▸ **TASK REQUIREMENTS**: Your reply should be the complete data, reproduced exactly.

[Stored data]

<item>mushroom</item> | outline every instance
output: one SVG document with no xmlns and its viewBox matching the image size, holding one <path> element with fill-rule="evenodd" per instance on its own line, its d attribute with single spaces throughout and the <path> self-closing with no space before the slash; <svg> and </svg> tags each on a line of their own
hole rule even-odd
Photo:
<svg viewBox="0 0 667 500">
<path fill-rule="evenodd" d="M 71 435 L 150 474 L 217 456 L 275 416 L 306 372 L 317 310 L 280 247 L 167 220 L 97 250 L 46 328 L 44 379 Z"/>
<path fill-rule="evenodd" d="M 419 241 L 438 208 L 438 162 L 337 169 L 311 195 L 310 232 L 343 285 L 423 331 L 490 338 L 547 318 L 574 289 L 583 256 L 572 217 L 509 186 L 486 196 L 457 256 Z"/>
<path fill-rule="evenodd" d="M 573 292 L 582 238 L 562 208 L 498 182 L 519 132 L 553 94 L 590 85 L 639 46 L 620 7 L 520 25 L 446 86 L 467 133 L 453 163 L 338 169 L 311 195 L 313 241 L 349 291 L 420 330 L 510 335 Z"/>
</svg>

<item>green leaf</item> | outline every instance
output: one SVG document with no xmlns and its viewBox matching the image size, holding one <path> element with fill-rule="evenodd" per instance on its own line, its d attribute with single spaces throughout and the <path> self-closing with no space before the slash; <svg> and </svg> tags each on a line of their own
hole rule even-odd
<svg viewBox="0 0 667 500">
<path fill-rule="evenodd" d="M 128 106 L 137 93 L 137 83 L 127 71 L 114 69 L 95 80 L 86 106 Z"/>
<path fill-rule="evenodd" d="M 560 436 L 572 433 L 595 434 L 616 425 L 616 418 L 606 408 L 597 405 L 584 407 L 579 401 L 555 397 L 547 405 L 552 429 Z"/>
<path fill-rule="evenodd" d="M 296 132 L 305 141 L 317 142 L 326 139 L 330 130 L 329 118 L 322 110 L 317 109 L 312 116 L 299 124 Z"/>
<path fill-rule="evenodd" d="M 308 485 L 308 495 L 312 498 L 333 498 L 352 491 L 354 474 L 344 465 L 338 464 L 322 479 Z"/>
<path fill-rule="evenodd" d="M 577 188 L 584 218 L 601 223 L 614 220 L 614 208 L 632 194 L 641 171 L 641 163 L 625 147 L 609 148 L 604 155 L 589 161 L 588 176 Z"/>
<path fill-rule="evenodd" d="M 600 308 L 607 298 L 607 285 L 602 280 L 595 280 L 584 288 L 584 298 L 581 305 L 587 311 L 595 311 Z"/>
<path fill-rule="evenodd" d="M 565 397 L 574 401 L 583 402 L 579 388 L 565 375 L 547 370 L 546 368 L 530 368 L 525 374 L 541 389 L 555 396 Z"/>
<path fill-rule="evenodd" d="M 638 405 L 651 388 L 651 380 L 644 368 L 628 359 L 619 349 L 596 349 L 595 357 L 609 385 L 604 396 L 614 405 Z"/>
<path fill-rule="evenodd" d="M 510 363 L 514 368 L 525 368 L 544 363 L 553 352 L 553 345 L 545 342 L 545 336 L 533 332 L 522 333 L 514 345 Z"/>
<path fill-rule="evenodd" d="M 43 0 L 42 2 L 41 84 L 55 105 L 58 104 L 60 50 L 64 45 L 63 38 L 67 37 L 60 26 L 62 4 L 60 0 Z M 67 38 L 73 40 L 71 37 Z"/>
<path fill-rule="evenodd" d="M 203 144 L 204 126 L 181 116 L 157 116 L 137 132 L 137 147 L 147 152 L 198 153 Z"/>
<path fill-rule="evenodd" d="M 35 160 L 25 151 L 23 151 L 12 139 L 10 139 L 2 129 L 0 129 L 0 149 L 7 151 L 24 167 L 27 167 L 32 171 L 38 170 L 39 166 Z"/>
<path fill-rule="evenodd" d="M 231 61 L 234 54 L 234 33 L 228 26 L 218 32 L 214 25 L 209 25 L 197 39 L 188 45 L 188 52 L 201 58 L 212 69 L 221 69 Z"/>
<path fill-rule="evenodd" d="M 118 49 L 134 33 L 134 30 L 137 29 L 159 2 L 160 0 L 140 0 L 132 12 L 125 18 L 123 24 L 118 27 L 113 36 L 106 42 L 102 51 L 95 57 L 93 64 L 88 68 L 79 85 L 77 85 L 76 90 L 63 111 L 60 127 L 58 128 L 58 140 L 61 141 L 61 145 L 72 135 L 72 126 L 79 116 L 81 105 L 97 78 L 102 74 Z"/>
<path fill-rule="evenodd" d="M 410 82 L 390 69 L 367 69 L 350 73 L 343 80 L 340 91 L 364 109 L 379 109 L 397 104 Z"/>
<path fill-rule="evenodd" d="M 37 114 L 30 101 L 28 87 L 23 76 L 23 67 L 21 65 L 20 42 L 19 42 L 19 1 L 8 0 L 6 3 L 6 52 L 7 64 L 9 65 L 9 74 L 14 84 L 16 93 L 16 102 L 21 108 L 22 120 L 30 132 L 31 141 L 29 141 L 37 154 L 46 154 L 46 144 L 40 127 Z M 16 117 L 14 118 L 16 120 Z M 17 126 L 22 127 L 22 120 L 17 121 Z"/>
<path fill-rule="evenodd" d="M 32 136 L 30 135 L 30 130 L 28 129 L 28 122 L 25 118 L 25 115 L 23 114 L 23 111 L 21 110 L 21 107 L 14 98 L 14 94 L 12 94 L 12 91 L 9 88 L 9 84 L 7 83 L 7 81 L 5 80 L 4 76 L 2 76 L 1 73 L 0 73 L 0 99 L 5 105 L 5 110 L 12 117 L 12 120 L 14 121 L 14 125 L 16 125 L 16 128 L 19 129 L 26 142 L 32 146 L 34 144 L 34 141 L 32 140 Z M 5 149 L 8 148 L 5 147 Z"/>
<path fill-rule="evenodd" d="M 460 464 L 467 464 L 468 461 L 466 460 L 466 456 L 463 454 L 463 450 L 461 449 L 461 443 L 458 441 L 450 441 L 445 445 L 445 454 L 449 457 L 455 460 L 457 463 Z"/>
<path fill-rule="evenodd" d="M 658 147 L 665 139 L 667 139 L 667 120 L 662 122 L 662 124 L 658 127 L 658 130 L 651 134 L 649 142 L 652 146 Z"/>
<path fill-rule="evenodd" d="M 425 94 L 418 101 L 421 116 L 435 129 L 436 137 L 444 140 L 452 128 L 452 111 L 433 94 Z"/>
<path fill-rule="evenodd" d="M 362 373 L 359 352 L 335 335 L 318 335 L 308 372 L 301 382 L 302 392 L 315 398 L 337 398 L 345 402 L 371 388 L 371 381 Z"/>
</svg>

▸ **YOUR SOLUTION**:
<item>mushroom</item> | outline every instance
output: one SVG document with no xmlns and its viewBox matching the image size, holding one <path> element with fill-rule="evenodd" per instance on its own line, its d attribute with single spaces throughout and the <path> self-closing with no space before the slash; <svg> and </svg> tags each on a line of their own
hole rule even-odd
Photo:
<svg viewBox="0 0 667 500">
<path fill-rule="evenodd" d="M 71 435 L 150 474 L 217 456 L 275 416 L 306 372 L 317 310 L 280 247 L 167 220 L 97 250 L 46 328 L 44 379 Z"/>
<path fill-rule="evenodd" d="M 419 241 L 438 208 L 438 162 L 337 169 L 311 195 L 310 232 L 343 285 L 423 331 L 490 338 L 547 318 L 574 289 L 583 256 L 572 217 L 509 186 L 486 196 L 457 256 Z"/>
<path fill-rule="evenodd" d="M 573 292 L 582 238 L 562 208 L 498 182 L 519 132 L 553 94 L 590 85 L 639 46 L 620 7 L 520 25 L 446 86 L 467 133 L 453 163 L 338 169 L 311 195 L 313 241 L 349 291 L 420 330 L 510 335 Z"/>
</svg>

<item>green leaf</item> | outline every instance
output: one SVG document with no xmlns and its viewBox matching the image size, holding one <path> element with fill-rule="evenodd" per instance on its own line, its d attribute with single spaces throughout and the <path> self-closing with no space before the slash; <svg> and </svg> tags each on a line of their own
hole rule even-odd
<svg viewBox="0 0 667 500">
<path fill-rule="evenodd" d="M 128 106 L 137 93 L 137 83 L 127 71 L 114 69 L 95 80 L 86 106 Z"/>
<path fill-rule="evenodd" d="M 560 436 L 572 433 L 595 434 L 616 425 L 616 418 L 606 408 L 597 405 L 584 407 L 579 401 L 555 397 L 547 405 L 552 429 Z"/>
<path fill-rule="evenodd" d="M 296 132 L 305 141 L 317 142 L 326 139 L 330 130 L 329 118 L 322 110 L 317 109 L 312 116 L 299 124 Z"/>
<path fill-rule="evenodd" d="M 308 485 L 308 495 L 312 498 L 333 498 L 352 491 L 354 474 L 344 465 L 338 464 L 322 479 Z"/>
<path fill-rule="evenodd" d="M 577 188 L 584 218 L 601 223 L 614 220 L 614 208 L 632 194 L 641 171 L 641 163 L 625 147 L 609 148 L 604 155 L 589 161 L 588 176 Z"/>
<path fill-rule="evenodd" d="M 600 308 L 607 298 L 607 285 L 602 280 L 595 280 L 584 288 L 584 298 L 581 305 L 587 311 L 595 311 Z"/>
<path fill-rule="evenodd" d="M 565 397 L 574 401 L 583 402 L 579 388 L 565 375 L 547 370 L 546 368 L 530 368 L 525 374 L 541 389 L 555 396 Z"/>
<path fill-rule="evenodd" d="M 638 405 L 651 388 L 651 380 L 644 368 L 628 359 L 619 349 L 596 349 L 595 357 L 609 385 L 604 396 L 614 405 Z"/>
<path fill-rule="evenodd" d="M 510 363 L 514 368 L 525 368 L 544 363 L 553 352 L 553 345 L 545 342 L 545 336 L 533 332 L 522 333 L 514 345 Z"/>
<path fill-rule="evenodd" d="M 43 0 L 42 2 L 41 84 L 55 105 L 58 104 L 60 50 L 64 45 L 63 38 L 67 37 L 60 26 L 62 4 L 60 0 Z M 67 38 L 73 40 L 71 37 Z"/>
<path fill-rule="evenodd" d="M 203 144 L 204 126 L 181 116 L 157 116 L 137 132 L 137 147 L 147 152 L 198 153 Z"/>
<path fill-rule="evenodd" d="M 35 160 L 25 151 L 23 151 L 12 139 L 10 139 L 2 129 L 0 129 L 0 149 L 7 151 L 24 167 L 27 167 L 32 171 L 38 170 L 39 166 Z"/>
<path fill-rule="evenodd" d="M 231 61 L 234 54 L 234 33 L 228 26 L 218 32 L 214 25 L 209 25 L 197 39 L 188 45 L 188 52 L 201 58 L 212 69 L 221 69 Z"/>
<path fill-rule="evenodd" d="M 118 49 L 134 33 L 134 30 L 137 29 L 159 2 L 160 0 L 140 0 L 132 12 L 125 18 L 123 24 L 118 27 L 113 36 L 106 42 L 102 51 L 95 57 L 93 64 L 88 68 L 79 85 L 77 85 L 76 90 L 63 111 L 60 127 L 58 128 L 58 140 L 61 141 L 61 145 L 72 135 L 72 126 L 79 116 L 81 105 L 97 78 L 102 74 Z"/>
<path fill-rule="evenodd" d="M 410 82 L 390 69 L 367 69 L 350 73 L 343 80 L 340 91 L 364 109 L 379 109 L 397 104 Z"/>
<path fill-rule="evenodd" d="M 37 114 L 30 101 L 28 87 L 23 76 L 23 67 L 21 65 L 20 42 L 19 42 L 19 1 L 8 0 L 6 3 L 6 52 L 7 64 L 9 65 L 9 74 L 14 84 L 16 93 L 16 102 L 21 108 L 22 120 L 30 132 L 31 141 L 29 141 L 37 154 L 46 154 L 46 144 L 40 127 Z M 16 117 L 14 118 L 16 120 Z M 17 126 L 22 127 L 22 120 L 17 121 Z"/>
<path fill-rule="evenodd" d="M 32 136 L 30 135 L 30 130 L 28 129 L 28 122 L 25 118 L 25 115 L 23 114 L 23 111 L 21 110 L 21 107 L 14 98 L 14 94 L 12 94 L 12 91 L 9 88 L 9 84 L 7 83 L 7 81 L 5 80 L 4 76 L 2 76 L 1 73 L 0 73 L 0 99 L 5 105 L 5 110 L 12 117 L 12 120 L 14 121 L 14 125 L 16 125 L 16 128 L 19 129 L 26 142 L 32 146 L 34 144 L 34 141 L 32 140 Z M 5 149 L 8 148 L 5 147 Z"/>
<path fill-rule="evenodd" d="M 460 464 L 467 464 L 468 461 L 466 460 L 466 456 L 463 454 L 463 450 L 461 449 L 461 443 L 458 441 L 450 441 L 445 445 L 445 454 L 449 457 L 455 460 L 457 463 Z"/>
<path fill-rule="evenodd" d="M 658 147 L 665 139 L 667 139 L 667 120 L 662 122 L 662 124 L 658 127 L 658 130 L 651 134 L 649 142 L 652 146 Z"/>
<path fill-rule="evenodd" d="M 425 94 L 418 101 L 421 116 L 435 129 L 436 137 L 444 140 L 452 128 L 452 111 L 433 94 Z"/>
<path fill-rule="evenodd" d="M 362 373 L 359 352 L 335 335 L 318 335 L 308 372 L 301 382 L 302 392 L 315 398 L 337 398 L 345 402 L 371 388 L 371 381 Z"/>
</svg>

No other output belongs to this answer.